Photo-based referring expression data
· · · · · · ·

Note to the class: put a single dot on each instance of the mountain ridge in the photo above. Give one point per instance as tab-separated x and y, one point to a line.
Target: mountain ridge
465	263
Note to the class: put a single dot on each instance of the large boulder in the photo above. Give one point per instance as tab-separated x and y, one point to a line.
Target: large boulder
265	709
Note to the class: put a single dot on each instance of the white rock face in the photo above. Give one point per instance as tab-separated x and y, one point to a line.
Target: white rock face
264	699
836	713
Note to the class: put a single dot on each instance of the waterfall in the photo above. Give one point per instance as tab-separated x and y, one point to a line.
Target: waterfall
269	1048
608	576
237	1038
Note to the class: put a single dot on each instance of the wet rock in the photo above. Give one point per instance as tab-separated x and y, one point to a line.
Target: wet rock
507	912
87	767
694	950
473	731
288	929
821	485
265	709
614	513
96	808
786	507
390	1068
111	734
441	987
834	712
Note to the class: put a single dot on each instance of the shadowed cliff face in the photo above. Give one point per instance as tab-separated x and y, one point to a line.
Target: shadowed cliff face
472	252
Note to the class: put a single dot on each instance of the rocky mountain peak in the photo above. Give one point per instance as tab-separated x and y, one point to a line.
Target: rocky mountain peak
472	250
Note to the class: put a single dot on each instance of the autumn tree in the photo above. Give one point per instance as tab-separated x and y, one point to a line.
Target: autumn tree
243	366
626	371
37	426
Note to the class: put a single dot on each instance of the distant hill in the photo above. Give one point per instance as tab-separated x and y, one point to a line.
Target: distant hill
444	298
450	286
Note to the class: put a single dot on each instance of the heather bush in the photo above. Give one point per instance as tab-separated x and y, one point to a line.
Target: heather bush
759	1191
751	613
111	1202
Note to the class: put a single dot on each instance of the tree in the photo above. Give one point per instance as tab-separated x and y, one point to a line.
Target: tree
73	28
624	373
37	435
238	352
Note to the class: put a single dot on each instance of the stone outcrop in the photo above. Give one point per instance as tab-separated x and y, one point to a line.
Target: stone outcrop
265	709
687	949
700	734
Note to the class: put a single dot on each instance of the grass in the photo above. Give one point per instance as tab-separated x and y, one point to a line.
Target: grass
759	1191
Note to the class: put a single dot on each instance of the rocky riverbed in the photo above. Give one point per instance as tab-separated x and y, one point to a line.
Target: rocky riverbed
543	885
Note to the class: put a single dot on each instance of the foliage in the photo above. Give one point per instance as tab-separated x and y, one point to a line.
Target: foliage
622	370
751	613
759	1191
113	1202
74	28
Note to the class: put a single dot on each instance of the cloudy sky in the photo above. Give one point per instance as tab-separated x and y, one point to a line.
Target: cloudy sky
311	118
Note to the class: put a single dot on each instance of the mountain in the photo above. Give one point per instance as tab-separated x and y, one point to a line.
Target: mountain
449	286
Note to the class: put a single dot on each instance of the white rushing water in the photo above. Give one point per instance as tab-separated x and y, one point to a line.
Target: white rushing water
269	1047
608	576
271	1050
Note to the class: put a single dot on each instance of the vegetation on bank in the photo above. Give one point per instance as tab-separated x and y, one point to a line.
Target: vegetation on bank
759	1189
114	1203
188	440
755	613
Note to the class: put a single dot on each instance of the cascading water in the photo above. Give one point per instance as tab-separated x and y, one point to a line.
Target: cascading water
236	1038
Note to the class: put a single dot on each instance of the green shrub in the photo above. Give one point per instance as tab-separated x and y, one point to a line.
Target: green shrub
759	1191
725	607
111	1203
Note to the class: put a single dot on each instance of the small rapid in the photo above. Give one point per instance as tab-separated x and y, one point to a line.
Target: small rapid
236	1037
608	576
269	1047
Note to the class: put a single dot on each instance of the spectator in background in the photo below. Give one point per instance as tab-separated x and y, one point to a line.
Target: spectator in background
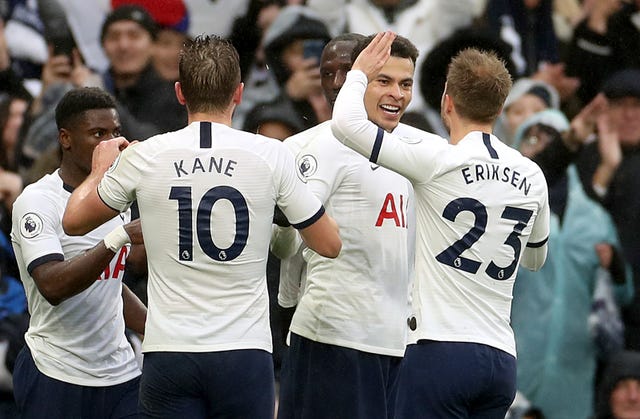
173	19
435	64
619	396
297	75
528	26
248	30
424	22
13	111
609	168
557	356
127	37
260	83
594	51
527	96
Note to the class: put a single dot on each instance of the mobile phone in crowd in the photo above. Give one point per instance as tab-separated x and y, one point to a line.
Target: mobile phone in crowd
313	48
63	46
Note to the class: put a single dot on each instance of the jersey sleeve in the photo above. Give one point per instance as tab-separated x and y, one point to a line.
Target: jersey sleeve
117	187
415	157
320	165
292	271
36	227
301	207
535	252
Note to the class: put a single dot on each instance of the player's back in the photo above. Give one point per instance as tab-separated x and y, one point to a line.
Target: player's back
483	198
206	196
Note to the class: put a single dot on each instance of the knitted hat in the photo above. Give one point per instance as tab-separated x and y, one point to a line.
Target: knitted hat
544	91
552	118
169	14
130	12
624	83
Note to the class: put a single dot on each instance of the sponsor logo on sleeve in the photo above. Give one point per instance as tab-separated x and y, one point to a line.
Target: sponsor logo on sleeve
31	225
409	140
307	166
114	164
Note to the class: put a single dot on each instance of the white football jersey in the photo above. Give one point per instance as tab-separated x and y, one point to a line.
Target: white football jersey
206	195
360	299
81	340
479	206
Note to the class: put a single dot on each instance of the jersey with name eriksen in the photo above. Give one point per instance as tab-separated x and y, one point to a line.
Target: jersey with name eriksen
481	209
81	340
206	196
478	204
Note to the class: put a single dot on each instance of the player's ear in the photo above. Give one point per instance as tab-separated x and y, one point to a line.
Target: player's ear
447	103
237	95
178	88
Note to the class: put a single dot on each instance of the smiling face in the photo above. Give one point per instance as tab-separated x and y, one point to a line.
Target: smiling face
389	93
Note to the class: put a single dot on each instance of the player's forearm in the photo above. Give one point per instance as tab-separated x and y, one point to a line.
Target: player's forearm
135	312
85	210
533	258
58	281
350	124
323	237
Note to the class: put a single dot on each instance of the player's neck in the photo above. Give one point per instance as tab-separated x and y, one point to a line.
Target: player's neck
460	128
218	117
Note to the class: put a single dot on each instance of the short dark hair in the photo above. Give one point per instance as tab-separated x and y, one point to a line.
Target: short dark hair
478	82
401	47
209	73
77	101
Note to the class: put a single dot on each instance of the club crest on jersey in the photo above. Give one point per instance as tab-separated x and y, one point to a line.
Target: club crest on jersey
307	166
114	164
31	225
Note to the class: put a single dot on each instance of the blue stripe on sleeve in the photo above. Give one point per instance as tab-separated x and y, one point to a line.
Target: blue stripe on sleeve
377	145
310	221
538	244
44	259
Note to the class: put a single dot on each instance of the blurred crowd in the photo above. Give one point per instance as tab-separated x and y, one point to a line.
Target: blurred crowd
574	109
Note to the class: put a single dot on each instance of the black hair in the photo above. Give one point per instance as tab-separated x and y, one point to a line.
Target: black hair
401	47
77	101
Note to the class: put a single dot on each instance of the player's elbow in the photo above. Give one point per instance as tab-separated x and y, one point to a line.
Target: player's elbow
330	248
534	258
323	237
338	129
72	224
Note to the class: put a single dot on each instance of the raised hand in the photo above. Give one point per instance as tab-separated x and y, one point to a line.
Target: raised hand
371	60
105	154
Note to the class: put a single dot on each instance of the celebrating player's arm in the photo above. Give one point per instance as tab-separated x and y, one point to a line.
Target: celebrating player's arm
85	210
58	280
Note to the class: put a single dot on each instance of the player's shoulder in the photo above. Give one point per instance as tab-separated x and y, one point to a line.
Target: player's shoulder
44	196
308	137
48	186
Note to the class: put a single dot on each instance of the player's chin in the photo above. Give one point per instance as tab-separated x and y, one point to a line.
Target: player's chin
388	122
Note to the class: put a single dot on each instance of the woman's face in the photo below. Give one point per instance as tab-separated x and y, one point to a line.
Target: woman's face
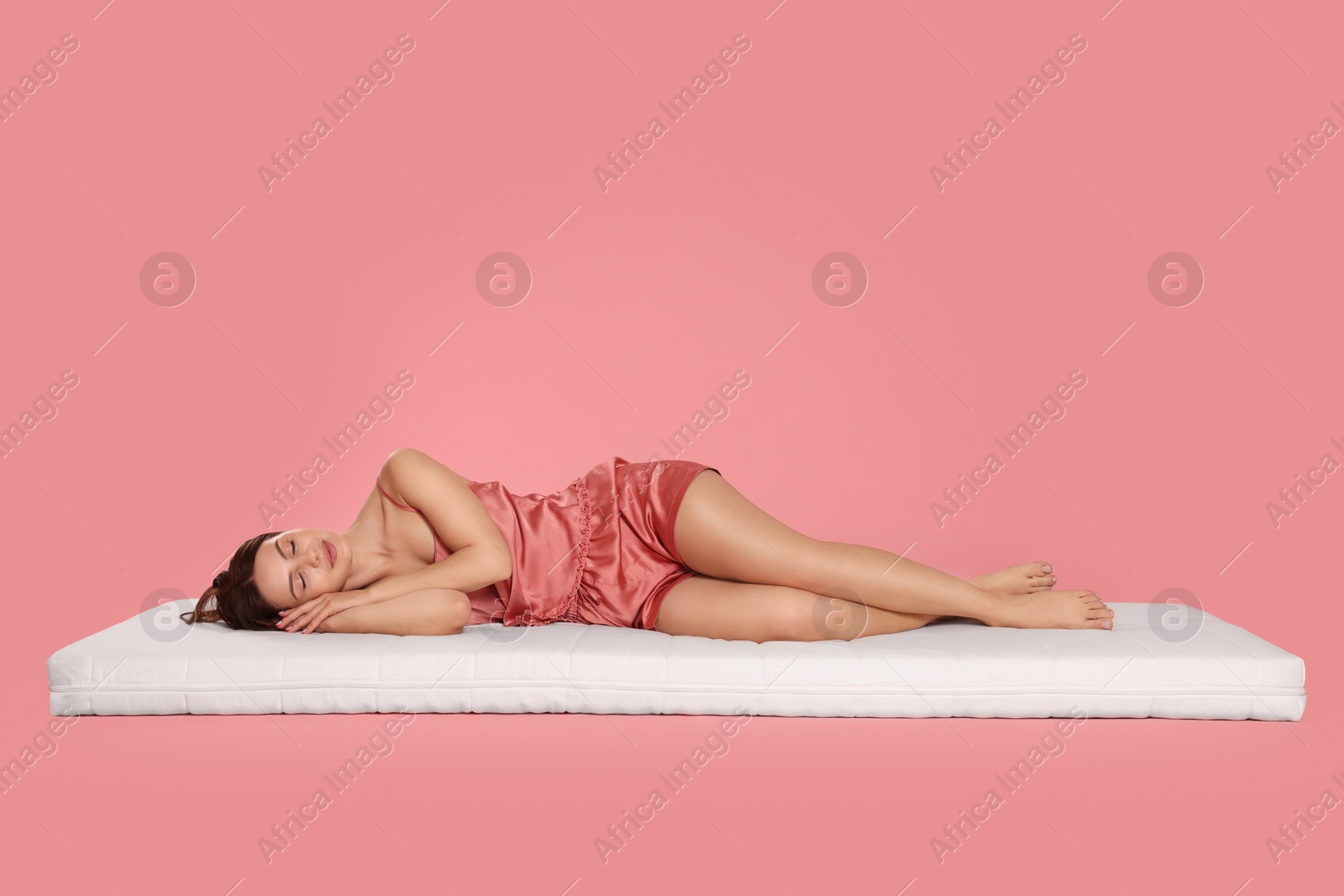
302	564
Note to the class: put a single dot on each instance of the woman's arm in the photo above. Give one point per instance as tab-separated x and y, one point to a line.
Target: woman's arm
480	555
429	611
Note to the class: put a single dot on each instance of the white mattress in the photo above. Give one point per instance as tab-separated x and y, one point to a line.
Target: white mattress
951	668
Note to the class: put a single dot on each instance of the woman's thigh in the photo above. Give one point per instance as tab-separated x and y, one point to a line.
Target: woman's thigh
748	611
721	533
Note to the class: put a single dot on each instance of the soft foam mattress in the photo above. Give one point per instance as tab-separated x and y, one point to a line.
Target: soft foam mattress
147	665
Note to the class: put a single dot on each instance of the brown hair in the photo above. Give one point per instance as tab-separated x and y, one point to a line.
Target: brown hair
239	602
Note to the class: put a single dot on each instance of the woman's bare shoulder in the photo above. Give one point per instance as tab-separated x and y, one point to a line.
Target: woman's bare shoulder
405	465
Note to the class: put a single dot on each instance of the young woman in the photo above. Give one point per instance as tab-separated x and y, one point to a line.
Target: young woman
669	546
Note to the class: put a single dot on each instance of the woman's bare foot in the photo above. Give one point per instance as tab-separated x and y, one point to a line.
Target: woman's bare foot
1053	610
1027	578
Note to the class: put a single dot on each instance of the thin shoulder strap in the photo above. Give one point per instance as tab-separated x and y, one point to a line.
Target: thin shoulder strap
380	485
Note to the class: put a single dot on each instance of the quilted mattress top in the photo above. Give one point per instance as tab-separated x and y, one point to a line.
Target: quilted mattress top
1211	669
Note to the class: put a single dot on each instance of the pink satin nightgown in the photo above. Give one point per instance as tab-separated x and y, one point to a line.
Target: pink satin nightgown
598	551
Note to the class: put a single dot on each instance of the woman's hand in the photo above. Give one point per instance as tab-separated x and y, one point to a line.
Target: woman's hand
311	614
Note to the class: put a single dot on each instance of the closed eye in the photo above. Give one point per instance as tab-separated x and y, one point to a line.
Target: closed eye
293	553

· · · · · · ·

● **TASK STATEMENT**: Look above for the line with "the white mattress" and the line with "of the young". Write out those two lines and all the lines between them, exactly, and no others.

● **EXERCISE ANSWER**:
Note to the class: put a single dot on each instance of the white mattress in the photo above. Give one point per instance as tab-separated x and y, one point to a line.
Target: white mattress
951	668
Note to the class: put a single dot on each instance of the woman's thigh in the photo above. Give one point per instance as tab-separated x and y, one point to a line.
Target: woman's thigh
748	611
721	533
Note to the class: put a single dot on each instance of the soft foam mattress in the photo above. Give one point per instance as tab-separated x and y, one point to a line.
Target: soft foam mattress
147	665
Note to the class: put a single dot on each instance of the brown hair in the photo above. Give one point per instance as tab-separated x and y, one point to a line.
Target: brown hair
239	602
Note to the class: put a single dot on each instance of the woman's bare shoulder in the photo above. Give one point per instance as tab-separated x and y, one point to a line.
Target: woman's bare shoulder
405	465
Note to the class: put a single dot on each instance of the young woman in the photo above. Give one point per instance as tab-separated x and y, one point to a line.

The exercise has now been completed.